→ **PROBLEM TO SOLVE**
Write out the whole listing again, exactly as given.

→ **LISTED RECORDS**
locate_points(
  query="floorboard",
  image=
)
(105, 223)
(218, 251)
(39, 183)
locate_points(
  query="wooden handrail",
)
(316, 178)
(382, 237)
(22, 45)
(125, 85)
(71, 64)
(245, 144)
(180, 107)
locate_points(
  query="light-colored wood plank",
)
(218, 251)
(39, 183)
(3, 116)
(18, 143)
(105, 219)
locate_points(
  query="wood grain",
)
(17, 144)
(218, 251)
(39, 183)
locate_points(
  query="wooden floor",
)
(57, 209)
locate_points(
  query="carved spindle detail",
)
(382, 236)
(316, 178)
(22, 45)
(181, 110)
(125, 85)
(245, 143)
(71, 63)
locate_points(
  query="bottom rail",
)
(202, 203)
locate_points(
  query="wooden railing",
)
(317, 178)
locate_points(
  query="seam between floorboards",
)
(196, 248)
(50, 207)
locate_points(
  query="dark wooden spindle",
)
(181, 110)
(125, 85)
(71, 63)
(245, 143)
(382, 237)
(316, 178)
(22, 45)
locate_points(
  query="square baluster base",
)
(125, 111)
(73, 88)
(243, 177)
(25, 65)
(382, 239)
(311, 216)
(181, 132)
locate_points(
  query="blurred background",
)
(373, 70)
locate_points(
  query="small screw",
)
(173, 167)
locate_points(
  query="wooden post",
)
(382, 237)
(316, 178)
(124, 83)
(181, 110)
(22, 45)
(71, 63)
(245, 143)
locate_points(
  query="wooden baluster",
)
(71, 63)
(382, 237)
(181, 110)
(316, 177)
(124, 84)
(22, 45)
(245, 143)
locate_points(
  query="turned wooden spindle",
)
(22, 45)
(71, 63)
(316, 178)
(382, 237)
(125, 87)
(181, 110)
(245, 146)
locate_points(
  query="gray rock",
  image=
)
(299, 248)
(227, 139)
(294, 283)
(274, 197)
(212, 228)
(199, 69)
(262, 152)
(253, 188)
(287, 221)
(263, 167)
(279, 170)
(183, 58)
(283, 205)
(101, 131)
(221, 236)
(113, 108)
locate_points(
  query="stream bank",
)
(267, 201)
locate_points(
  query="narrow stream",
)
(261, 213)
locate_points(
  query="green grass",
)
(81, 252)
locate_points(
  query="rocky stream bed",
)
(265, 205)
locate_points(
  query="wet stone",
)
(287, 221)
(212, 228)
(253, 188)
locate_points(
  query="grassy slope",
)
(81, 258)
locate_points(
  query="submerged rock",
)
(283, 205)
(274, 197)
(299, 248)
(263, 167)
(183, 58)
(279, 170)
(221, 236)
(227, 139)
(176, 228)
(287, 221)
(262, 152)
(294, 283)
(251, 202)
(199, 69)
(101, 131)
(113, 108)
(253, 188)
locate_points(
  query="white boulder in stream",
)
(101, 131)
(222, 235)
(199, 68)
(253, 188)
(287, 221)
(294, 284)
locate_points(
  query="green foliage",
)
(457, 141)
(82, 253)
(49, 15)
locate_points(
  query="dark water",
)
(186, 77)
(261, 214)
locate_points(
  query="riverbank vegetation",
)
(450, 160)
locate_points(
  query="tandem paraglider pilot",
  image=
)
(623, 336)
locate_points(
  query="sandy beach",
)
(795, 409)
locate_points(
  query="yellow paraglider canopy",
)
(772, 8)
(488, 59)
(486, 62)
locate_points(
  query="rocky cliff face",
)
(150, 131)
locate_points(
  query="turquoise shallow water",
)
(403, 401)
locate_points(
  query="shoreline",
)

→ **SOLUTION BELOW**
locate_points(
  query="floorboard",
  image=
)
(105, 223)
(218, 251)
(39, 183)
locate_points(
  query="wooden handrail",
)
(316, 178)
(382, 237)
(22, 45)
(125, 85)
(71, 64)
(245, 144)
(180, 107)
locate_points(
  query="light-colored wood plank",
)
(218, 251)
(39, 183)
(3, 116)
(18, 143)
(105, 219)
locate_points(
  query="wood grain",
)
(17, 144)
(218, 251)
(39, 183)
locate_points(
  query="wooden floor",
)
(57, 209)
locate_points(
  query="carved spindle detail",
)
(382, 236)
(316, 178)
(22, 45)
(181, 110)
(125, 85)
(245, 143)
(71, 63)
locate_points(
  query="bottom rail",
)
(202, 203)
locate_points(
  query="wooden railing",
)
(317, 178)
locate_points(
  query="seam between floorboards",
)
(196, 248)
(50, 207)
locate_points(
  query="dark wooden spindle",
)
(181, 110)
(125, 85)
(71, 63)
(245, 143)
(382, 237)
(316, 178)
(22, 45)
locate_points(
  query="square baluster base",
)
(125, 111)
(73, 88)
(243, 177)
(25, 65)
(382, 239)
(311, 216)
(181, 132)
locate_points(
  query="blurred background",
)
(373, 70)
locate_points(
  query="small screw",
)
(173, 167)
locate_points(
  query="wooden post",
)
(382, 237)
(316, 178)
(124, 83)
(181, 110)
(22, 45)
(71, 63)
(245, 143)
locate_points(
  query="wooden baluster",
)
(71, 63)
(382, 237)
(181, 110)
(316, 177)
(124, 84)
(22, 45)
(245, 143)
locate_points(
  query="turned wooden spindle",
)
(22, 45)
(71, 63)
(316, 178)
(382, 237)
(125, 87)
(181, 110)
(245, 146)
locate_points(
  query="gray rock",
  image=
)
(299, 248)
(227, 139)
(294, 283)
(274, 197)
(212, 228)
(199, 69)
(262, 152)
(253, 188)
(287, 221)
(263, 167)
(279, 170)
(183, 58)
(283, 205)
(101, 131)
(221, 236)
(113, 108)
locate_points(
  query="stream bank",
)
(267, 201)
locate_points(
  query="narrow stream",
)
(261, 213)
locate_points(
  query="green grass",
)
(81, 252)
locate_points(
  query="rocky stream bed",
)
(265, 205)
locate_points(
  query="wet stone",
)
(287, 221)
(212, 228)
(253, 188)
locate_points(
  query="grassy slope",
)
(81, 258)
locate_points(
  query="submerged rock",
)
(283, 205)
(274, 197)
(299, 248)
(263, 167)
(183, 58)
(279, 170)
(221, 236)
(227, 139)
(176, 228)
(287, 221)
(262, 152)
(294, 283)
(251, 202)
(199, 69)
(101, 131)
(113, 108)
(253, 188)
locate_points(
  query="white boulder in stream",
)
(101, 131)
(222, 235)
(199, 68)
(253, 188)
(287, 221)
(294, 284)
locate_points(
  query="green foliage",
)
(457, 141)
(82, 253)
(49, 15)
locate_points(
  query="dark water",
)
(186, 77)
(261, 214)
locate_points(
  query="riverbank vegetation",
)
(450, 160)
locate_points(
  query="tandem paraglider pilot",
  image=
)
(623, 336)
locate_points(
  query="sandy beach",
)
(795, 409)
locate_points(
  query="yellow paraglider canopy",
)
(772, 8)
(488, 59)
(486, 62)
locate_points(
  query="rocky cliff face",
)
(150, 131)
locate_points(
  query="turquoise shallow water",
)
(403, 401)
locate_points(
  query="shoreline",
)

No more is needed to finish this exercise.